Show each line of the listing below that contains the word "incident". Count a line only if the letters match in case.

─── Material provided ───

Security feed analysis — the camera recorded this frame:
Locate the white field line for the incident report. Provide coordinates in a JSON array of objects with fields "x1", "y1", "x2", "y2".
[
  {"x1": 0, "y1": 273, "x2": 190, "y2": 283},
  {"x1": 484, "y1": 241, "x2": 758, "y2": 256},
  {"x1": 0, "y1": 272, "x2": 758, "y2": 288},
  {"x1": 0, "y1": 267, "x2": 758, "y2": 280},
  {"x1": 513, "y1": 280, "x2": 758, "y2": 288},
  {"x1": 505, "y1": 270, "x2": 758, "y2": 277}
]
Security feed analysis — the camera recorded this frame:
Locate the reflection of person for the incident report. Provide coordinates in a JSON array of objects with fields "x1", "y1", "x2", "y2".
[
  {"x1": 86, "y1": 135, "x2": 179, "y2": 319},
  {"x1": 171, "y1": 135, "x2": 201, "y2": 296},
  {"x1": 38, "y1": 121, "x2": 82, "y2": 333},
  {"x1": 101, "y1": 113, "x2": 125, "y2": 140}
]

───
─── Material provided ───

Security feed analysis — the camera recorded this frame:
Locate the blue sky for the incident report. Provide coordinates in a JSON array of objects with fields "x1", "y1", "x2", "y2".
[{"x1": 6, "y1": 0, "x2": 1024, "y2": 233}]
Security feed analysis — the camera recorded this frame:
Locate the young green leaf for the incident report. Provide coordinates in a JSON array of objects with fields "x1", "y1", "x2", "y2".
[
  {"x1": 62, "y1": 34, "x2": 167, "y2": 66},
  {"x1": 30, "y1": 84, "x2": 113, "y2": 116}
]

───
─── Material provided ───

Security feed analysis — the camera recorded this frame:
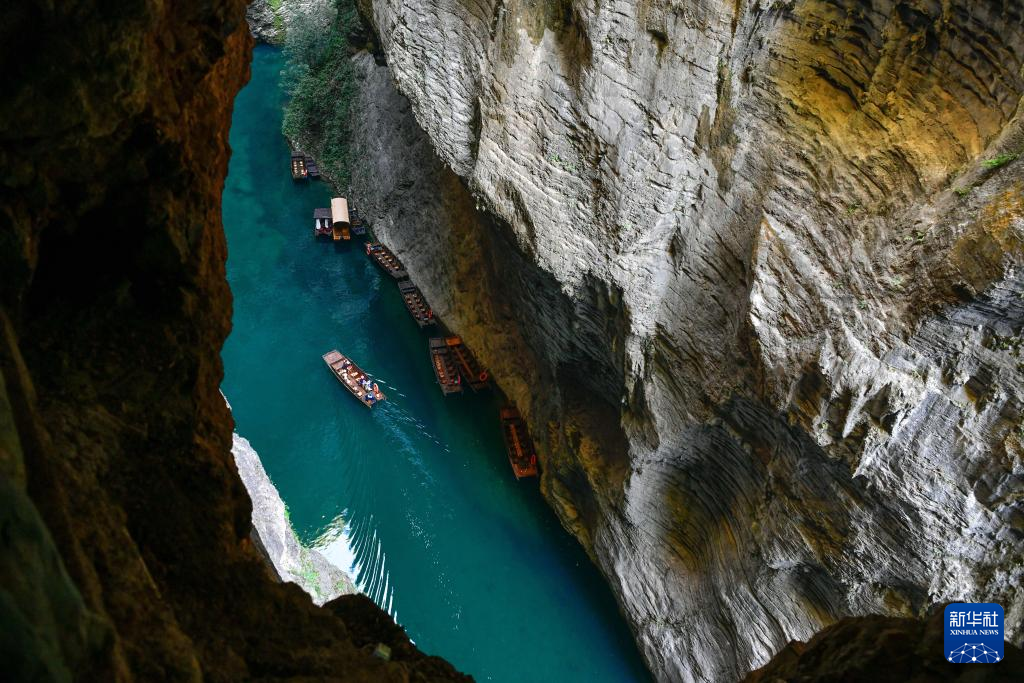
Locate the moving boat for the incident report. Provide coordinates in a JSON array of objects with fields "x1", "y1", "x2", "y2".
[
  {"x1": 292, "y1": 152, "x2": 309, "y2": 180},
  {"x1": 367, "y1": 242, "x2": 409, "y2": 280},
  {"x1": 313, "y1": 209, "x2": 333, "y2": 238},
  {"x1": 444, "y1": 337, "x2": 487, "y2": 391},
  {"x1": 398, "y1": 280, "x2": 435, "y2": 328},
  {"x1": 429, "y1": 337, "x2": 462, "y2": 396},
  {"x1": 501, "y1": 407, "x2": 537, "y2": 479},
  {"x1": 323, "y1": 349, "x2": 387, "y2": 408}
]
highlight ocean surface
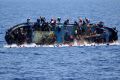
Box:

───

| Exercise solution |
Locate the white field line for the incident report. Provide coordinates in a JSON array of objects with fields "x1", "y1", "x2", "y2".
Locate the reflection of person for the incident report. Provide coordinates in a JSON array of objects with fields "x1", "y1", "x2", "y2".
Locate the blue sky for the incident report. Provide coordinates in a JSON array of objects with fields "x1", "y1", "x2", "y2".
Locate the young green leaf for the incident report. Provide coordinates in a JSON array of objects with fields "x1", "y1", "x2", "y2".
Locate the moving boat for the incident report. Provide coordinates in a JSON array of objects with fields "x1", "y1", "x2", "y2".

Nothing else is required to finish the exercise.